- [Dataset records]
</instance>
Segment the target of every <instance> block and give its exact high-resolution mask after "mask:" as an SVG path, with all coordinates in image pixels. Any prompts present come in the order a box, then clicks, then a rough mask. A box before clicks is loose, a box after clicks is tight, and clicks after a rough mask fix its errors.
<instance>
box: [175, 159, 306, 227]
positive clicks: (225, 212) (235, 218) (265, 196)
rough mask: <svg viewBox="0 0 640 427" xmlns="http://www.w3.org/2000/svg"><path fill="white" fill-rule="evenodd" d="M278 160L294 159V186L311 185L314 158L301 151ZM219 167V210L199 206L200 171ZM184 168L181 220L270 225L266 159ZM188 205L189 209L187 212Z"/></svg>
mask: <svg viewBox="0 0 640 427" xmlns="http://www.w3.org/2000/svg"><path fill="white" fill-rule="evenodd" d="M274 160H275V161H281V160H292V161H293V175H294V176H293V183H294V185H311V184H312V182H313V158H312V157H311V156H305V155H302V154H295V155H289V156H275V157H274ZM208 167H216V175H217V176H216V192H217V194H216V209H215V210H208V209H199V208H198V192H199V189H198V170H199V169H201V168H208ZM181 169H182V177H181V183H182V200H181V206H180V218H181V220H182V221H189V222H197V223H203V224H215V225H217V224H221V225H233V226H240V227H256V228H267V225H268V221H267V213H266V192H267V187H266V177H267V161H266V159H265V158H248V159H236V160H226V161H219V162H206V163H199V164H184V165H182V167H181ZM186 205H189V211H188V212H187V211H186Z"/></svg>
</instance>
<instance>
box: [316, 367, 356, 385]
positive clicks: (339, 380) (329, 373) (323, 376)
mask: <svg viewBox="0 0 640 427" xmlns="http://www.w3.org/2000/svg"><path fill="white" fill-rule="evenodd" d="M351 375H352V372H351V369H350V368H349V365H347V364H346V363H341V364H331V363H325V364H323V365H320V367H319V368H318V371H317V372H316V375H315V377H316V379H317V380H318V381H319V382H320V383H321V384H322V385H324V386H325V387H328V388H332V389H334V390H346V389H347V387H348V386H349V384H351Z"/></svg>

- [Exercise brief] After reading the data above, return it verbatim in full.

- [Response]
</instance>
Segment the target of every <instance> block and give its exact high-resolution mask after "mask:" as an SVG path, with all coordinates in image pixels. Any prompts present come in the order a box, then clicks, then a rough mask. A box before clicks is loose, a box after clicks is tight, and clicks after a rough mask fix its errors.
<instance>
box: [175, 159, 306, 227]
positive clicks: (225, 212) (235, 218) (265, 196)
rough mask: <svg viewBox="0 0 640 427" xmlns="http://www.w3.org/2000/svg"><path fill="white" fill-rule="evenodd" d="M278 160L294 159V186L311 185L314 158L301 151ZM219 167V210L199 206L200 171ZM184 168L181 220L270 225L266 159ZM188 205L189 209L187 212Z"/></svg>
mask: <svg viewBox="0 0 640 427" xmlns="http://www.w3.org/2000/svg"><path fill="white" fill-rule="evenodd" d="M274 160H275V161H281V160H292V161H293V175H294V176H293V183H294V185H311V184H312V182H313V158H312V157H311V156H305V155H302V154H295V155H289V156H275V157H274ZM208 167H216V175H217V176H216V192H217V194H216V209H215V210H208V209H199V208H198V192H199V189H198V170H199V169H201V168H208ZM181 169H182V177H181V183H182V200H181V206H180V218H181V220H182V221H189V222H197V223H203V224H215V225H217V224H221V225H233V226H240V227H256V228H267V225H268V221H267V213H266V192H267V187H266V177H267V161H266V159H265V158H248V159H236V160H226V161H219V162H206V163H199V164H184V165H182V167H181ZM186 205H189V211H188V212H187V211H186Z"/></svg>
</instance>
<instance>
box: [316, 367, 356, 385]
positive clicks: (339, 380) (329, 373) (323, 376)
mask: <svg viewBox="0 0 640 427" xmlns="http://www.w3.org/2000/svg"><path fill="white" fill-rule="evenodd" d="M351 375H352V372H351V369H350V368H349V365H347V364H346V363H341V364H331V363H325V364H323V365H320V367H319V368H318V371H317V372H316V375H315V377H316V379H317V380H318V381H319V382H320V383H321V384H322V385H324V386H325V387H328V388H332V389H334V390H346V389H347V387H348V386H349V384H351Z"/></svg>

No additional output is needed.